- [PROVIDED MATERIAL]
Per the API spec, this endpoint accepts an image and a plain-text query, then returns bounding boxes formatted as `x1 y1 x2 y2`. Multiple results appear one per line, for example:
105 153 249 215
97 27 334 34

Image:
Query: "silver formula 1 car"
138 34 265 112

- [THE REQUEST] Reproduce the material above, replacing "endpoint" with "route" and leaving everything else as it is.

- [FULL ANSWER]
Per the API spec, this route accepts an image and a plain-text query, then returns bounding boxes formatted as `x1 y1 x2 y2`. Multiple results appear one per line, for example:
105 153 249 215
97 27 334 34

Image:
Query: "silver formula 1 car"
138 34 265 112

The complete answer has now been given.